| DIRECTION |
From the entries below, extract every line that contains the word "window" and copy each such line.

+++

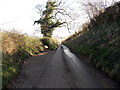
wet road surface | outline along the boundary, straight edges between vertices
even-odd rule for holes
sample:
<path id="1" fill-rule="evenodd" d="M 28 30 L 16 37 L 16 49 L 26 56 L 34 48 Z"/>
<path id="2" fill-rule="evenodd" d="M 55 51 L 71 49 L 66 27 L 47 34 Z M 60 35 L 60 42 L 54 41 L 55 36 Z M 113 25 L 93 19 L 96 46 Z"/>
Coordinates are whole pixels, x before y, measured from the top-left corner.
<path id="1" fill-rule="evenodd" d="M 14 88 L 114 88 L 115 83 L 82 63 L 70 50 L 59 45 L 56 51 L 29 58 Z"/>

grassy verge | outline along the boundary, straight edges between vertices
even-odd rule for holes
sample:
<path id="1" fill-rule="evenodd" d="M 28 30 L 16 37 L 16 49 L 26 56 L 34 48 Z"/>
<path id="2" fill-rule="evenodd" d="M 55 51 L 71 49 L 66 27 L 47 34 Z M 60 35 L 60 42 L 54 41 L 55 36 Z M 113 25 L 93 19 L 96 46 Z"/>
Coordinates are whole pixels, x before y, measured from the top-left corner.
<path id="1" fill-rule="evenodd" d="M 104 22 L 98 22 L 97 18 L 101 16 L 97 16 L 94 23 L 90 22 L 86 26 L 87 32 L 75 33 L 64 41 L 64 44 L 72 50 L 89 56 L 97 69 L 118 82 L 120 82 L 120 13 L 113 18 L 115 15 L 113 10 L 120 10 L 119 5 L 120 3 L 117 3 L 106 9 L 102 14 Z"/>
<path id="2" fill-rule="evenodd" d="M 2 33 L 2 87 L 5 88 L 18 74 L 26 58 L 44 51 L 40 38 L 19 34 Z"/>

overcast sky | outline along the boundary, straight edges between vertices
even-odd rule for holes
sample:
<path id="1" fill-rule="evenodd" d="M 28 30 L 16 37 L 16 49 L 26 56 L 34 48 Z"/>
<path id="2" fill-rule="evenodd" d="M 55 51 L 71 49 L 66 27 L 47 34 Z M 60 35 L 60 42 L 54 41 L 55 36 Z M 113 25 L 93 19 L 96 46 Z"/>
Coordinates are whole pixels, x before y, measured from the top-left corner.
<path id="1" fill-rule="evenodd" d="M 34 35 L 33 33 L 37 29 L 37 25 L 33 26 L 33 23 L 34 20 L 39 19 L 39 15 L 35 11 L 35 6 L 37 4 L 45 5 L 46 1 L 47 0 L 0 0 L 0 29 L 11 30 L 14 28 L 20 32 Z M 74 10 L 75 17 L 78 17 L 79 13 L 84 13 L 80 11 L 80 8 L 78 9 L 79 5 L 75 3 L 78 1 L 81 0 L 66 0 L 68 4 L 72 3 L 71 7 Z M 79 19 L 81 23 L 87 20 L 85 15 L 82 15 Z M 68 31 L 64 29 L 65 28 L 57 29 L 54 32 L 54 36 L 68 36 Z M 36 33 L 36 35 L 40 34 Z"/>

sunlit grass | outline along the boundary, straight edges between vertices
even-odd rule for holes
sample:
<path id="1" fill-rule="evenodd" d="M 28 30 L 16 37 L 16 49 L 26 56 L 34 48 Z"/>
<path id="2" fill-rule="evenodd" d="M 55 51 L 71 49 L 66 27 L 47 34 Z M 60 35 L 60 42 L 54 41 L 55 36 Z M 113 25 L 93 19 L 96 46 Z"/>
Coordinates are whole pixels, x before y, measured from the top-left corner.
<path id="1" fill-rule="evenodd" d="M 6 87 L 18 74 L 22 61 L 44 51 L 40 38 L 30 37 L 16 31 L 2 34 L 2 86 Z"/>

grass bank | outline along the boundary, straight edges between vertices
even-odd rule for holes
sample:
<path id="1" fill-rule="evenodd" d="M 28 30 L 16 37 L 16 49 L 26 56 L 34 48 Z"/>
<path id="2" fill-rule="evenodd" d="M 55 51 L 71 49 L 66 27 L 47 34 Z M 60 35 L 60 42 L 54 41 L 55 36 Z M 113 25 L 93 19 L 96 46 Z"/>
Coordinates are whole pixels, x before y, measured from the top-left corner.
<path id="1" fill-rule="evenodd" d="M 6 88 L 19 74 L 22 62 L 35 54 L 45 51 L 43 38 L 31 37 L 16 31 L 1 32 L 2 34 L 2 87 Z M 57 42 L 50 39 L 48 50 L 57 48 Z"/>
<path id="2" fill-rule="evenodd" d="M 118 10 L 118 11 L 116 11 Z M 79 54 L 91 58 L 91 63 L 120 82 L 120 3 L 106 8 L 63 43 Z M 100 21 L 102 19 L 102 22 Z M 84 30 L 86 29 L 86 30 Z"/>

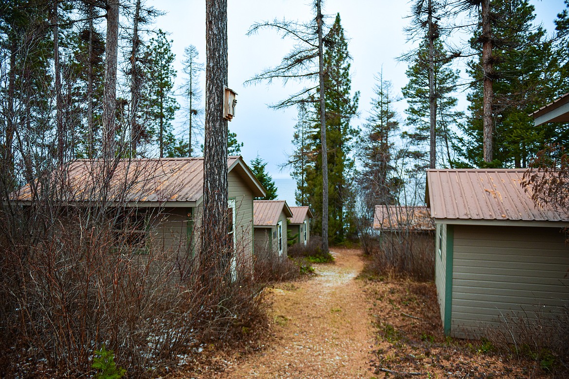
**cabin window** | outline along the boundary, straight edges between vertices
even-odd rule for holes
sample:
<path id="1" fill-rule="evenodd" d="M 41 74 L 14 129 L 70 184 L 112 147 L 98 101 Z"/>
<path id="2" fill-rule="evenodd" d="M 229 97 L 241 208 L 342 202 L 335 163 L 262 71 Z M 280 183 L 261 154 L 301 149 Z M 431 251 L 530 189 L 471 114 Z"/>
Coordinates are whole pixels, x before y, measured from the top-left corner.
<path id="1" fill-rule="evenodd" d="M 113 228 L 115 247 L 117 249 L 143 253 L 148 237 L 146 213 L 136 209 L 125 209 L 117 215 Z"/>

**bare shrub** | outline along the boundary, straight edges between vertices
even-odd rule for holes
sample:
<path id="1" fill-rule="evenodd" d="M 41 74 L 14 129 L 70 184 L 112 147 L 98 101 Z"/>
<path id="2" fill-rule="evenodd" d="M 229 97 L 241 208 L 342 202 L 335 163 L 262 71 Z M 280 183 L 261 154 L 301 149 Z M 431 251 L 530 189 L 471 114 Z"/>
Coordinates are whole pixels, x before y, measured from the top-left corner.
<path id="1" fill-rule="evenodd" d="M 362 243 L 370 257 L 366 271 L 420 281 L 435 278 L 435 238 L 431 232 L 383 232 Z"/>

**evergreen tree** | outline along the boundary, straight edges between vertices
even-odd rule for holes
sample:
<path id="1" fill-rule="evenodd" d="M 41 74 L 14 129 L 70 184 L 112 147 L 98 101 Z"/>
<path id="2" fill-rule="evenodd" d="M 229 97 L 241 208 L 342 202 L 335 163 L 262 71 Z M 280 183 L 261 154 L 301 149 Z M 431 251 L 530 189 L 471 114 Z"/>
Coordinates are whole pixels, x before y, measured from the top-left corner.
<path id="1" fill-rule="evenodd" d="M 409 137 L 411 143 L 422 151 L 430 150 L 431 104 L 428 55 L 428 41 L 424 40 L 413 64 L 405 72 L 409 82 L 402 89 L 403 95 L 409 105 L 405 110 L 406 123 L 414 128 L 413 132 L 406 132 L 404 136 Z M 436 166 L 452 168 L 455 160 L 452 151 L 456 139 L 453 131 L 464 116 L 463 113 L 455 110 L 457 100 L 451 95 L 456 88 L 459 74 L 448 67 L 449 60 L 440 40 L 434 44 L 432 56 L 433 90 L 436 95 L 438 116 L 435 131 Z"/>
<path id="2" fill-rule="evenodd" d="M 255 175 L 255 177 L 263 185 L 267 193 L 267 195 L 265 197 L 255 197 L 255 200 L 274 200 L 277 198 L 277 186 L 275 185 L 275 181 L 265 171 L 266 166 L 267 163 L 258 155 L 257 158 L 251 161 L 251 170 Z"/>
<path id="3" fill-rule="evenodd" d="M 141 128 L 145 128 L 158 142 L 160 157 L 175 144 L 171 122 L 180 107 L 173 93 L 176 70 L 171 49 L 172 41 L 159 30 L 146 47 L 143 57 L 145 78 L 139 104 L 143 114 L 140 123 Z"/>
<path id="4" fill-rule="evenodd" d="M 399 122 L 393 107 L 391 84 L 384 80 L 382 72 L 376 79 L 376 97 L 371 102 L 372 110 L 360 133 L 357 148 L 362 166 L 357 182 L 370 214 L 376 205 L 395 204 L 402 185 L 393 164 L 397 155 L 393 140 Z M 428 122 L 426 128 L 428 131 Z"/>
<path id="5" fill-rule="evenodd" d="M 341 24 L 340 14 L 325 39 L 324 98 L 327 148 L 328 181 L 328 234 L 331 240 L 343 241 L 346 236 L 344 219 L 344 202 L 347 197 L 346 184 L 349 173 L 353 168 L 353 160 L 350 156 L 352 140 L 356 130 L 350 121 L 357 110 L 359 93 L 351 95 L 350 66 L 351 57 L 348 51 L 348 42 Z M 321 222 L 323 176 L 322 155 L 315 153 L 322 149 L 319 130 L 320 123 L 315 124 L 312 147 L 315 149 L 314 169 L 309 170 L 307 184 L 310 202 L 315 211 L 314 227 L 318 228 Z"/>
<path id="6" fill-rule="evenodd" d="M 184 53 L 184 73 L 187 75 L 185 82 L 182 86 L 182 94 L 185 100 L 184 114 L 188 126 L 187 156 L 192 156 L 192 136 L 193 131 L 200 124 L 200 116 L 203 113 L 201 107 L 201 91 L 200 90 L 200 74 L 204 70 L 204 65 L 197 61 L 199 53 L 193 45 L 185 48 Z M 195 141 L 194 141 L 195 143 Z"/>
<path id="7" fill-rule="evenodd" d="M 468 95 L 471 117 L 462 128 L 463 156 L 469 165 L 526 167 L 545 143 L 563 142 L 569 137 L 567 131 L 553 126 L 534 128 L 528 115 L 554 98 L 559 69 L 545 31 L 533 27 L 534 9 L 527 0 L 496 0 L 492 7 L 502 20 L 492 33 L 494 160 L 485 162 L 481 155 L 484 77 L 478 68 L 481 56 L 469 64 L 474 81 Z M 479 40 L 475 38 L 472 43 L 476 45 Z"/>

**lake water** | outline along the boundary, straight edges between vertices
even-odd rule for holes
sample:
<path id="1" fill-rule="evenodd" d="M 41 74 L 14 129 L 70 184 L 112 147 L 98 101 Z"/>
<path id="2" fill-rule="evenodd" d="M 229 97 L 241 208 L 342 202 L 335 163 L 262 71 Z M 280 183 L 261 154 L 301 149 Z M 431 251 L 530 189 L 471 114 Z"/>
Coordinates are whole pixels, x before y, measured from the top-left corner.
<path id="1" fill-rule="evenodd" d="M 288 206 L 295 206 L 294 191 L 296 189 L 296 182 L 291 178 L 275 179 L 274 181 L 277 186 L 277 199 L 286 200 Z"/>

+++

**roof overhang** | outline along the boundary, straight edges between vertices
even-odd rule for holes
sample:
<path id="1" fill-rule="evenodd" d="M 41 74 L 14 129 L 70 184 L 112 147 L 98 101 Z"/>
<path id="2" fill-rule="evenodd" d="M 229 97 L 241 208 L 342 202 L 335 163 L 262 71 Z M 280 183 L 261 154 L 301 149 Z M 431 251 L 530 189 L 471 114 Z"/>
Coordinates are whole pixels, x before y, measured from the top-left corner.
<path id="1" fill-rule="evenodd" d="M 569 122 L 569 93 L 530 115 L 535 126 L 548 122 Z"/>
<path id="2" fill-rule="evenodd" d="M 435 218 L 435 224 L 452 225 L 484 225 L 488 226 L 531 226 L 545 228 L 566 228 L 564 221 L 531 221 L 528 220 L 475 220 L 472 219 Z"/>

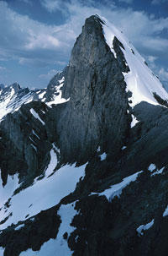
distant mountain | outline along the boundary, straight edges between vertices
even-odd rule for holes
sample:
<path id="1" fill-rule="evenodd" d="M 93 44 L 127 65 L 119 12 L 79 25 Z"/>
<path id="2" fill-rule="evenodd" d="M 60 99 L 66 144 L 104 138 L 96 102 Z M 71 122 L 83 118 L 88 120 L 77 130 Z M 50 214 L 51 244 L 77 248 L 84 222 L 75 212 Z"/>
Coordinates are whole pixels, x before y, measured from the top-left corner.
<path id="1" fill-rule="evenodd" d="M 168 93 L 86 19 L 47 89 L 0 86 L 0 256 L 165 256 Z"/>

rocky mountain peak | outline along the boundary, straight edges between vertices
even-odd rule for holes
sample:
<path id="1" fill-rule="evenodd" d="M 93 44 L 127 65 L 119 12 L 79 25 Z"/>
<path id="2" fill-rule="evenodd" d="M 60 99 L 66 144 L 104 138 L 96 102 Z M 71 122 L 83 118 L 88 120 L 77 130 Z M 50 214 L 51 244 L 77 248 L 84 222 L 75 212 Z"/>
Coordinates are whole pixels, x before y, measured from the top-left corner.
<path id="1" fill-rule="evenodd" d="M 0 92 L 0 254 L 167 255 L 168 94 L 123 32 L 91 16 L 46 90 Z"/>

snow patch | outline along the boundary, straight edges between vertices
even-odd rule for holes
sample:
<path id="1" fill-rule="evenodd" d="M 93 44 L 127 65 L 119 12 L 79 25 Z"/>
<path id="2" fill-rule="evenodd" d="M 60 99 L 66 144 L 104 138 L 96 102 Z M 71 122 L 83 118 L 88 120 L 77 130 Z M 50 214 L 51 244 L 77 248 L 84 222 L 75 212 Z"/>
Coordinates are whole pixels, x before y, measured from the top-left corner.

+++

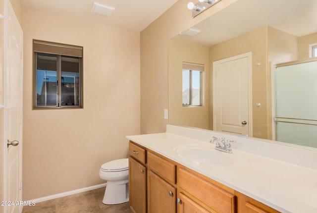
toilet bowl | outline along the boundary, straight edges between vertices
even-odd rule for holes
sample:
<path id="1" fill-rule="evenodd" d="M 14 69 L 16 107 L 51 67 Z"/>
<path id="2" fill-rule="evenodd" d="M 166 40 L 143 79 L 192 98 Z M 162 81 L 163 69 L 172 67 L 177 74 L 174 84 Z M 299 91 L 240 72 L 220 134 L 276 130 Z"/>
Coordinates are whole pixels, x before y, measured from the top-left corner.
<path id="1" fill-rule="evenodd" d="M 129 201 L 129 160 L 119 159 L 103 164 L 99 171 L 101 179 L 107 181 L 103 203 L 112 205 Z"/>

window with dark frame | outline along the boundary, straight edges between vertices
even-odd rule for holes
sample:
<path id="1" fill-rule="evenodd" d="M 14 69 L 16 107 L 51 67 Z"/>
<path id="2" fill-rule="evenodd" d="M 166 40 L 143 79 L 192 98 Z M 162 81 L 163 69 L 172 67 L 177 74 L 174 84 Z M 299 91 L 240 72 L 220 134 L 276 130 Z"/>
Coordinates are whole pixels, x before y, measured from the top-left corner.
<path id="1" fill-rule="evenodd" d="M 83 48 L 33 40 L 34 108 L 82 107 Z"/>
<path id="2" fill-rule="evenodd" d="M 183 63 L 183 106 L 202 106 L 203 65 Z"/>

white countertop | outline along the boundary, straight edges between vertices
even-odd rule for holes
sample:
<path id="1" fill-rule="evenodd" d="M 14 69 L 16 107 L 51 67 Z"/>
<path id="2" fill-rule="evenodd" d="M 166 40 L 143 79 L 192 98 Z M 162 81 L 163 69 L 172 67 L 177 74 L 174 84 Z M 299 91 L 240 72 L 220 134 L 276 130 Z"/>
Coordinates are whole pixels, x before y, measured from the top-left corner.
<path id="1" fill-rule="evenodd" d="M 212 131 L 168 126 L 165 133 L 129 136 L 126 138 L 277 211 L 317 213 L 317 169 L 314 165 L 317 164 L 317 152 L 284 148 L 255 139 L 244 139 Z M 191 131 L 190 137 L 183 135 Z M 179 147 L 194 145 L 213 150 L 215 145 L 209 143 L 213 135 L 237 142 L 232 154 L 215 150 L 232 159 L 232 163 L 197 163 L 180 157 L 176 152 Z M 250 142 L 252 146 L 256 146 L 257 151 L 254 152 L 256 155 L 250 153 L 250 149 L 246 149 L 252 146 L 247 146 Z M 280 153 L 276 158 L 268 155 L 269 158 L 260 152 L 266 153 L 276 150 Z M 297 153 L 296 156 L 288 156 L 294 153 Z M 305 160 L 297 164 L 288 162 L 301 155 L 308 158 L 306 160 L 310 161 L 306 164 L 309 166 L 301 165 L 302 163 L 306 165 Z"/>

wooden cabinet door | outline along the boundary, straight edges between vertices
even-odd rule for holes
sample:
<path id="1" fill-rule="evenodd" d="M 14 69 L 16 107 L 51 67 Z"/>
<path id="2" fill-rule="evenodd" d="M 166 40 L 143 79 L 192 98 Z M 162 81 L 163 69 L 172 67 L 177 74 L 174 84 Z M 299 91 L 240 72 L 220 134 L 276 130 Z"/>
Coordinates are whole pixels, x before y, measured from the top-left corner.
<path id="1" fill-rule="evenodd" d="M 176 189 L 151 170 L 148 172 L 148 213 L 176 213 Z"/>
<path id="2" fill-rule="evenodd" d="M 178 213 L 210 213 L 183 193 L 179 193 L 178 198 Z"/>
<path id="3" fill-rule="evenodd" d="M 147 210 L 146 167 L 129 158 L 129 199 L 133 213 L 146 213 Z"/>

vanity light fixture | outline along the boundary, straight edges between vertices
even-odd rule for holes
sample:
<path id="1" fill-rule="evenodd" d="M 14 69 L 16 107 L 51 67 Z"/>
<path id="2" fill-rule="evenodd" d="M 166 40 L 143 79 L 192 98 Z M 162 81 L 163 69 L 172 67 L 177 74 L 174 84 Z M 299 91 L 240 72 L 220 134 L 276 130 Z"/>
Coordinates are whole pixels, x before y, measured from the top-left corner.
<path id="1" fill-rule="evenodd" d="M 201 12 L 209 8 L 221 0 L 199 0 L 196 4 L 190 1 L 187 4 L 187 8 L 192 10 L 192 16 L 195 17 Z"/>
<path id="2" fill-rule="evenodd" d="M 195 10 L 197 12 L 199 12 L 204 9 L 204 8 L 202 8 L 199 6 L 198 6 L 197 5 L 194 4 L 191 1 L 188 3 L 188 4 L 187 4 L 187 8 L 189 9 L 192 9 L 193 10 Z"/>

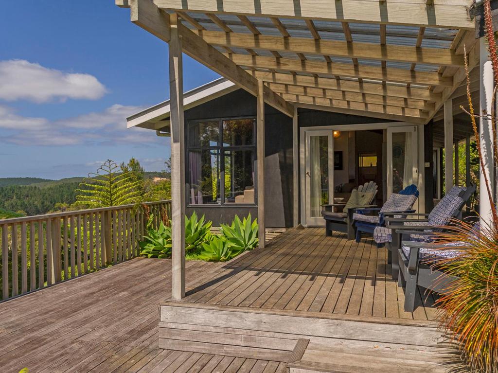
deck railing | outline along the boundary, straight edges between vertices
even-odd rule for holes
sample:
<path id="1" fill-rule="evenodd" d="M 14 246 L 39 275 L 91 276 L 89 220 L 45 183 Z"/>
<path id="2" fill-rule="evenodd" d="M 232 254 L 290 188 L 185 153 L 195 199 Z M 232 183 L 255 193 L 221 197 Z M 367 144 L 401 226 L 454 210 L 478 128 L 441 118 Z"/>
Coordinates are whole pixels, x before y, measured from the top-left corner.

+++

| FINISHED TASK |
**cabin window** | outline along the boundary, straight edges between vertices
window with dark frame | outline along the boundary, straight edges between vertices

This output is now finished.